• _To do_:
Update the records below, replacing each "pts" with "points" and leaving all other text unchanged.

Pointing and labeling entries:
-- begin --
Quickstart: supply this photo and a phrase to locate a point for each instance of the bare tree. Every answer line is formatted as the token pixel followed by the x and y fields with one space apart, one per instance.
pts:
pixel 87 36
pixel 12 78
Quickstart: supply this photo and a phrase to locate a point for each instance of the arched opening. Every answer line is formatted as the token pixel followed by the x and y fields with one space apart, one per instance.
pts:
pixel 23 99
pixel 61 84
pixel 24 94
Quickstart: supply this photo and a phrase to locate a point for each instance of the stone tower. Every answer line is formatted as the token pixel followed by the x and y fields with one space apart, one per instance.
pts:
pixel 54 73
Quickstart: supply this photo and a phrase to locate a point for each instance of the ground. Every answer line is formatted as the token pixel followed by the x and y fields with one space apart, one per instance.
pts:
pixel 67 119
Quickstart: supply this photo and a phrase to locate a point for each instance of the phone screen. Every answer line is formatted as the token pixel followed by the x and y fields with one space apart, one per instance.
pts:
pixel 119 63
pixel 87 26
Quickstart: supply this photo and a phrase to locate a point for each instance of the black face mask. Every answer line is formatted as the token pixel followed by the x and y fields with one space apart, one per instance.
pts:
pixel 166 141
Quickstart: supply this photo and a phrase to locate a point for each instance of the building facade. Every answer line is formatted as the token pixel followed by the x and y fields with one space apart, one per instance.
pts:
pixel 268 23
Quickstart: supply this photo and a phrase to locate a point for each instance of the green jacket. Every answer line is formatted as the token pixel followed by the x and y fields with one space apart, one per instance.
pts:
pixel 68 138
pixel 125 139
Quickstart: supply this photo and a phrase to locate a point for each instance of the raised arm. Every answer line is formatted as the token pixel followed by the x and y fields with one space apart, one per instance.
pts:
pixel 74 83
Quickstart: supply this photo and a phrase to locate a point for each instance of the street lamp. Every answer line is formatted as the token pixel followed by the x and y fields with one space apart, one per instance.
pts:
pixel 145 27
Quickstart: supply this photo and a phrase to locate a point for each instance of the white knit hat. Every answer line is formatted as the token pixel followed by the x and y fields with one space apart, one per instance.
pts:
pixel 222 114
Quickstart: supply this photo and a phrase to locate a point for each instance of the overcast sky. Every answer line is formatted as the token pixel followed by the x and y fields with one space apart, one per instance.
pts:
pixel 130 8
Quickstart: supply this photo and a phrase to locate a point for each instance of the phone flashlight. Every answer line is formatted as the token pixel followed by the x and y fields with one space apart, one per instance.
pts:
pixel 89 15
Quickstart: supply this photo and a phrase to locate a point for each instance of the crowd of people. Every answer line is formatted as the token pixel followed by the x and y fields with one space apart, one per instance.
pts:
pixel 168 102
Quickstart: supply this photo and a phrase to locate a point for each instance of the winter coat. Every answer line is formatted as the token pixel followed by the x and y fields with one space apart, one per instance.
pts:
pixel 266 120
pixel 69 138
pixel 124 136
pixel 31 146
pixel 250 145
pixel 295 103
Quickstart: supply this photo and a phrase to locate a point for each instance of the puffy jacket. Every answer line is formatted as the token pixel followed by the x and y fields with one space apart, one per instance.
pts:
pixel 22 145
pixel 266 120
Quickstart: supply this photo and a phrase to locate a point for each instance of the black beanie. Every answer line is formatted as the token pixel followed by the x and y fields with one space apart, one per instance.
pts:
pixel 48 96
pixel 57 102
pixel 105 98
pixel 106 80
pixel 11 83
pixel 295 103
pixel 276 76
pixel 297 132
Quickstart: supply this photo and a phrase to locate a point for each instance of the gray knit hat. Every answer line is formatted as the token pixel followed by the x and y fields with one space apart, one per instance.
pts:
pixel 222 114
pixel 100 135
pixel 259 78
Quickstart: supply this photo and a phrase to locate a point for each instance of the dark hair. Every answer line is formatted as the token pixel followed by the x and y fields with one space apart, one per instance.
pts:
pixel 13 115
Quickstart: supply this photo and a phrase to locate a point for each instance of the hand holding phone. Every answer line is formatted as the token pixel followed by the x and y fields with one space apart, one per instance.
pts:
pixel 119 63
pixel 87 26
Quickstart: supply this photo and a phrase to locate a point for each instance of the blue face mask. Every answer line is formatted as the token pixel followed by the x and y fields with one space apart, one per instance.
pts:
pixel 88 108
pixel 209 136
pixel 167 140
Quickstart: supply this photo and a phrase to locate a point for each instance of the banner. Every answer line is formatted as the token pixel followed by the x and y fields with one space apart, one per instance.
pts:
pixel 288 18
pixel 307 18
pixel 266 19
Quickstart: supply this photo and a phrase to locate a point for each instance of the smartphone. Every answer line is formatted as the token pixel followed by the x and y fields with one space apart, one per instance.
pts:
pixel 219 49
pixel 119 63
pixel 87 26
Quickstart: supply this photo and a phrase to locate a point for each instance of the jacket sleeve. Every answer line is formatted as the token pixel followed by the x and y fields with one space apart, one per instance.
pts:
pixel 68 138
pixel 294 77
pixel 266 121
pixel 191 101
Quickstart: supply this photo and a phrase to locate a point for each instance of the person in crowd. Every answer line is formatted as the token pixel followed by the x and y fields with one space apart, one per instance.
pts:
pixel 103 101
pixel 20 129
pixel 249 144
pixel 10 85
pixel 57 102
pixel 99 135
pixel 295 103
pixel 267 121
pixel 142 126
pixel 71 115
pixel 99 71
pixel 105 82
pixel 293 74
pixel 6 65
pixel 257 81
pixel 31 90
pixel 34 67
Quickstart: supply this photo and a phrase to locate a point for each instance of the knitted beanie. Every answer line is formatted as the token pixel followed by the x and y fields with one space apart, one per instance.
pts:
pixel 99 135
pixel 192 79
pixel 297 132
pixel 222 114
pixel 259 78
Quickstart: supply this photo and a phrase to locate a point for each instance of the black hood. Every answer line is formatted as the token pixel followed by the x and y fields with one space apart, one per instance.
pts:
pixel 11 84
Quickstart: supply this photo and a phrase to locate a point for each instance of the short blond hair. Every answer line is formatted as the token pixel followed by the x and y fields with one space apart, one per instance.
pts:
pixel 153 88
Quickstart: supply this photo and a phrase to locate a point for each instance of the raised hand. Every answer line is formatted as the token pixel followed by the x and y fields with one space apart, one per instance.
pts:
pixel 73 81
-- end --
• _Solved problem_:
Quickstart: supply this photo and a phrase to locate a point for each instance of the bare tree. Every answer line is formatted as the token pixel followed by the x and y fields with one space apart, one per instance.
points:
pixel 87 36
pixel 12 78
Quickstart: supply this photo and a phrase to locate a point for each instance of the arched opening. Every answer line is formatted as the token pixel followed by the x and y fields with one space apart, one per instance.
points:
pixel 23 99
pixel 61 84
pixel 24 94
Quickstart: supply this photo and a phrase to locate a point for each instance of the stone tower. Every answer line is formatted as the token pixel followed by the x and y fields with one space apart, one per instance.
points:
pixel 54 73
Quickstart: supply this photo and a phrase to locate a point for each instance of the ground. Every answer line is formatted as the token pixel followed by the x and y fields with one space apart, one per instance.
points:
pixel 67 119
Quickstart: supply this photo and a phrase to locate a point for each instance of the phone screen. Every answer line is formatted as the token pixel followed by the x and y fields with one space apart, one per instance.
points:
pixel 119 63
pixel 87 26
Quickstart: supply this photo and a phrase to locate a point for each instance of the black face mask. Every answer line is formatted as the token pixel followed by the x and y fields with one space apart, one per instance.
points:
pixel 166 141
Quickstart: supply this photo and a phrase to locate a point for each instance of the building facade. Every answer line is formatted as the token pixel followed by the x and y fields with one space apart, one per instance.
points:
pixel 268 23
Quickstart: supply this photo and a phrase to locate a point for each instance of the green jacket. Every answer line is formatted as the token pixel followed by the x and y fields with one space apart, one per instance.
points:
pixel 68 138
pixel 125 139
Quickstart: supply this photo and a phrase to locate a point for each instance of the raised arm. Every answer line is formatted as the token pixel followed by the x and y fields with one space apart, one per instance.
points:
pixel 74 83
Quickstart: supply this photo and a phrase to locate a point for each instance of the street lamp. Every answer line is formatted as the token pixel followed by the x and y fields with one space apart, one per instance.
points:
pixel 145 27
Quickstart: supply this photo and a phrase to locate a point for each instance of the white knit hat. Every answer line is formatted as the token pixel followed by the x and y fields with one space apart, one per instance.
points:
pixel 222 114
Quickstart: supply this photo and a phrase to locate a point for each instance of the overcast sky. Every answer line is formatted as the token pixel followed by the x and y fields with one space apart, one per instance.
points:
pixel 130 8
Quickstart: supply this photo and a phrase to locate a point for each instance of the phone flashlight. Every answer line is formatted as the token pixel followed by the x and y fields with one space apart, one per instance.
points:
pixel 89 15
Quickstart: supply this photo and a phrase to locate a point for each instance of the crowd of people. Every answer line is formatted as the token pixel followed by the x and y fields with one space apart, one per instance.
points:
pixel 168 102
Quickstart: supply this photo and a phrase to locate a point for each instance of the winter coat. Every answer line is formatted as the token pixel followed by the x and y fields with one space apart, one per instance.
points:
pixel 266 120
pixel 69 138
pixel 124 136
pixel 31 146
pixel 250 145
pixel 295 103
Quickstart: supply this photo and a phrase to locate a point for each instance of the puffy jacket. Every answer line is formatted as the token pixel followed by the x and y fields with one space apart, one per instance.
points:
pixel 22 145
pixel 266 120
Quickstart: supply this photo and a phrase to locate a point for each instance of the black beanie. Every answer line is formatted as the token pixel followed by the x and y fields with one space apart, one per instance.
points:
pixel 48 96
pixel 57 102
pixel 105 98
pixel 106 80
pixel 11 83
pixel 295 103
pixel 276 76
pixel 297 132
Quickstart: supply this photo and a phrase to locate a point for each instance of the gray knit hat. Every answer line is formatted as the token pixel followed by the x and y fields with one space apart, one per instance.
points:
pixel 222 114
pixel 100 135
pixel 259 78
Quickstart: supply this photo and a phrase to locate a point for each instance of the dark hair. Every answer line is formatted as the token pixel followed by the x and y fields with one space apart, one per instance.
points:
pixel 13 115
Quickstart: supply this photo and a phrase to locate a point for each instance of the hand holding phone. Every answer line is formatted as the token pixel followed by the x and y fields with one space apart, one per instance.
points:
pixel 119 63
pixel 87 26
Quickstart: supply this photo and a phrase to locate a point for each instance of the blue face mask. Every answer line is formatted as the token pixel followed by the x and y fields with one space apart, one per instance.
points:
pixel 88 108
pixel 209 136
pixel 167 140
Quickstart: supply this photo and a phrase to locate a point for each instance of the banner. Every answer line is formatted as the token pixel followed by the x and y fields with one space apart, one per instance.
points:
pixel 288 18
pixel 307 18
pixel 266 19
Quickstart: supply this photo and a phrase to locate a point for each instance of the smartphone. Every answer line is formatted as the token pixel followed by the x and y fields with one space apart, one per instance.
points:
pixel 219 49
pixel 119 63
pixel 87 26
Quickstart: supply this photo and a phrase to locate a point for each instance of the jacket sleeve. Every answer line is formatted as the token pixel followed by the x and y fields with one space apart, one per instance.
points:
pixel 68 138
pixel 294 77
pixel 266 121
pixel 191 101
Quickstart: supply this photo and a phrase to locate a point for each instance of the person in crowd. Every answer line is formatted as the token pixel followed by the x and y fields with one space apart, one per instance.
points:
pixel 103 101
pixel 20 129
pixel 249 144
pixel 10 85
pixel 57 102
pixel 99 135
pixel 295 103
pixel 267 121
pixel 142 126
pixel 71 115
pixel 99 71
pixel 105 82
pixel 293 74
pixel 6 65
pixel 257 81
pixel 31 90
pixel 34 67
Quickstart: supply this photo and a phrase to locate a point for each instance of the knitted beanie. Every answer line is formatted as the token pixel followed by the x and y fields with one space apart, one per instance.
points:
pixel 99 135
pixel 192 79
pixel 297 132
pixel 222 114
pixel 259 78
Quickstart: supply this photo and a phrase to locate a point for each instance of the black hood. Every answer line is formatted as the token pixel followed by the x and y fields with one space apart, one per instance.
points:
pixel 11 84
Quickstart: supply this photo and a phrase to locate a point for each instance of the short blond hair. Every answer line is formatted as the token pixel followed by the x and y fields with one space apart, one per instance.
points:
pixel 153 88
Quickstart: supply this photo and a phrase to locate a point for each instance of the raised hand. Every answer line is formatted as the token pixel followed by the x and y fields with one space apart, one per instance.
points:
pixel 73 81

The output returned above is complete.